**Directions:** Copy the rows below word for word, starting at the line that contains "Crop-scouting request: mark the bare" and ending at the last row, both included. Leave the pictures out of your copy.

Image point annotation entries

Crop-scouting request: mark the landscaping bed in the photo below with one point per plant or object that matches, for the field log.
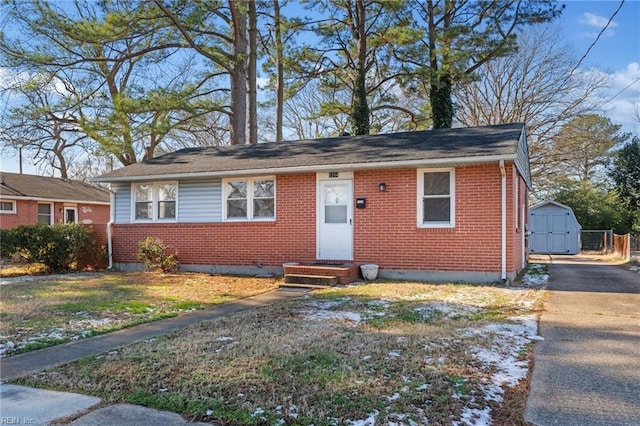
(42, 311)
(381, 353)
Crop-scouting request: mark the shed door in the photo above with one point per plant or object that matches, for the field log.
(550, 233)
(335, 228)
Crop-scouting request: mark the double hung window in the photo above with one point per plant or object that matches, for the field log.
(436, 198)
(155, 201)
(249, 198)
(7, 206)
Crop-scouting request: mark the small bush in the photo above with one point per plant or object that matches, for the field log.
(58, 247)
(152, 251)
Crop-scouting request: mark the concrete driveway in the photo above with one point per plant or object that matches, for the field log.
(587, 368)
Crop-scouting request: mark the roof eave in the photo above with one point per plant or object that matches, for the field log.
(455, 161)
(52, 200)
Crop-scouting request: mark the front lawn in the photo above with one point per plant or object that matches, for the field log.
(49, 311)
(382, 353)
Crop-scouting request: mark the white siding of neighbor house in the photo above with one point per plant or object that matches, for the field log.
(200, 201)
(123, 202)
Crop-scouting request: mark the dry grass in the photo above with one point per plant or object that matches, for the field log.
(19, 269)
(398, 353)
(47, 311)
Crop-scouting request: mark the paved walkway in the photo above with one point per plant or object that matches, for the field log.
(587, 370)
(24, 405)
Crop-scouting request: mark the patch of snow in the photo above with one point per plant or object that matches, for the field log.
(447, 310)
(393, 397)
(354, 317)
(502, 359)
(369, 421)
(88, 323)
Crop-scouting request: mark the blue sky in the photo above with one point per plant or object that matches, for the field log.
(616, 54)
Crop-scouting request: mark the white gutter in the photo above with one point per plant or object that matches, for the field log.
(503, 175)
(448, 162)
(112, 215)
(51, 200)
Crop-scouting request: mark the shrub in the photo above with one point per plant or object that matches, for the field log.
(58, 247)
(7, 244)
(152, 251)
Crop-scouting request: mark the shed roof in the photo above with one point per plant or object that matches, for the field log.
(430, 147)
(15, 185)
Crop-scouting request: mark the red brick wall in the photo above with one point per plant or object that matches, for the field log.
(385, 232)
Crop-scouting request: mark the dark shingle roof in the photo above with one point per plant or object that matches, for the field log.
(16, 185)
(386, 150)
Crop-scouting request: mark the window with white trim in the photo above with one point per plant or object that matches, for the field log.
(45, 213)
(7, 206)
(70, 214)
(154, 201)
(436, 198)
(249, 198)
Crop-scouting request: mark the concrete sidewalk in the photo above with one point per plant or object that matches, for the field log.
(24, 405)
(587, 370)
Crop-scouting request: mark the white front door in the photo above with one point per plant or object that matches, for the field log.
(335, 219)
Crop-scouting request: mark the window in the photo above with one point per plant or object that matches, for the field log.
(436, 201)
(45, 213)
(7, 206)
(155, 201)
(70, 215)
(249, 199)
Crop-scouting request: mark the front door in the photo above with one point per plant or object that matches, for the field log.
(335, 219)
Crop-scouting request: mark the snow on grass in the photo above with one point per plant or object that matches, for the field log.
(502, 357)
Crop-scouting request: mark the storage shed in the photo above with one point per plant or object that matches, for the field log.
(554, 229)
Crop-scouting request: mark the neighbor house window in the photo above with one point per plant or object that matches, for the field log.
(250, 198)
(154, 201)
(7, 206)
(45, 213)
(436, 198)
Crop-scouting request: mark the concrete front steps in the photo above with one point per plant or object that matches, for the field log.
(319, 275)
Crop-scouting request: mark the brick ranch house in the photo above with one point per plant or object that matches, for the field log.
(442, 205)
(29, 199)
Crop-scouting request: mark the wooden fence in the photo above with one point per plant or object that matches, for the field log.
(622, 245)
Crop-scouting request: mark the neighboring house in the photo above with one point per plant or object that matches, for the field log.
(554, 229)
(447, 204)
(29, 199)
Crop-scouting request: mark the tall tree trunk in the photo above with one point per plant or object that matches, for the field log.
(238, 75)
(279, 70)
(360, 106)
(253, 73)
(440, 82)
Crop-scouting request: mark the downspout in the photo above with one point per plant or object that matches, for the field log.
(112, 205)
(503, 224)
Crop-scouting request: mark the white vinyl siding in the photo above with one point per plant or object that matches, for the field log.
(154, 201)
(122, 210)
(200, 201)
(436, 198)
(249, 199)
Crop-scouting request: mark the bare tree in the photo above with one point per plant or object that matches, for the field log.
(537, 86)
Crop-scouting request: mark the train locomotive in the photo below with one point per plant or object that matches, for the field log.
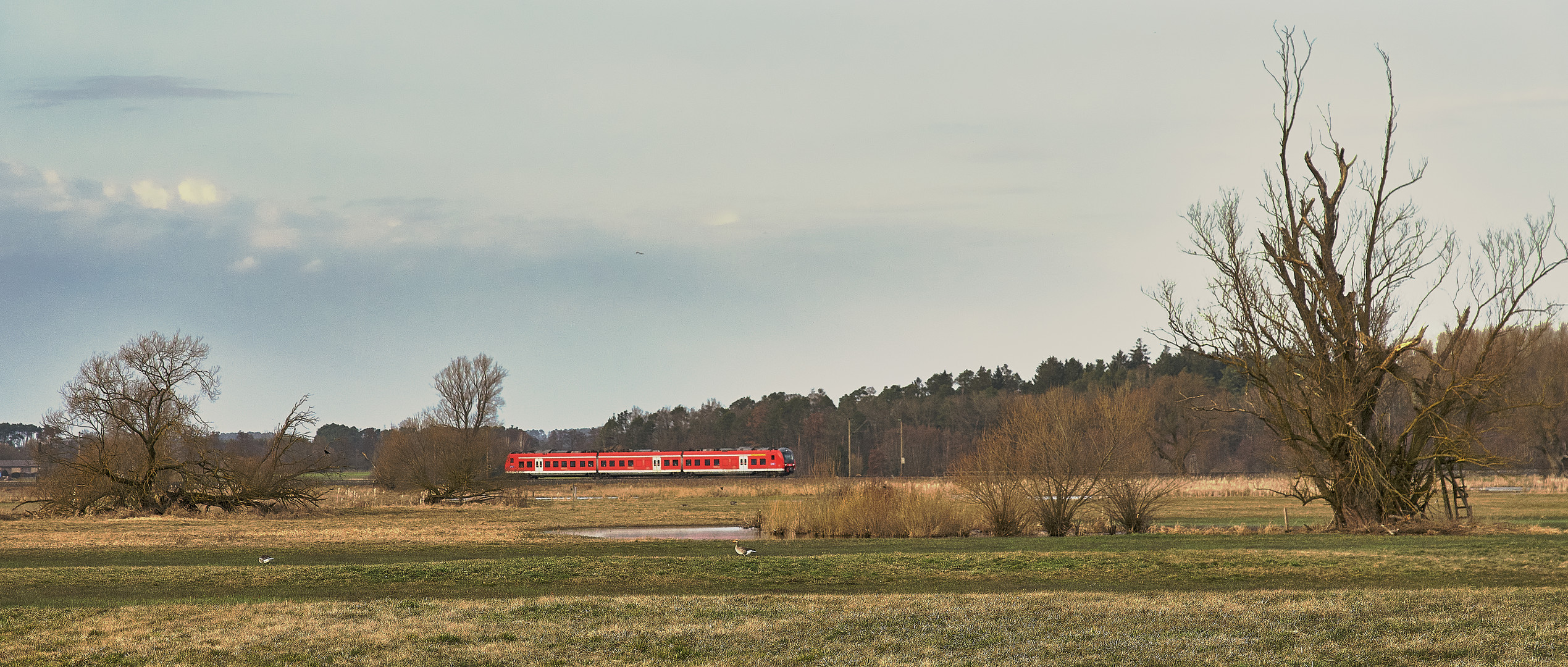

**Answer:**
Crop-scouting request: mark the bare tree in the photo above with one point per plant or object that matches, for the field log.
(537, 86)
Crop-scouting request: mark the train locomotive in the photo below with one point per plant or object that matches, for the field log.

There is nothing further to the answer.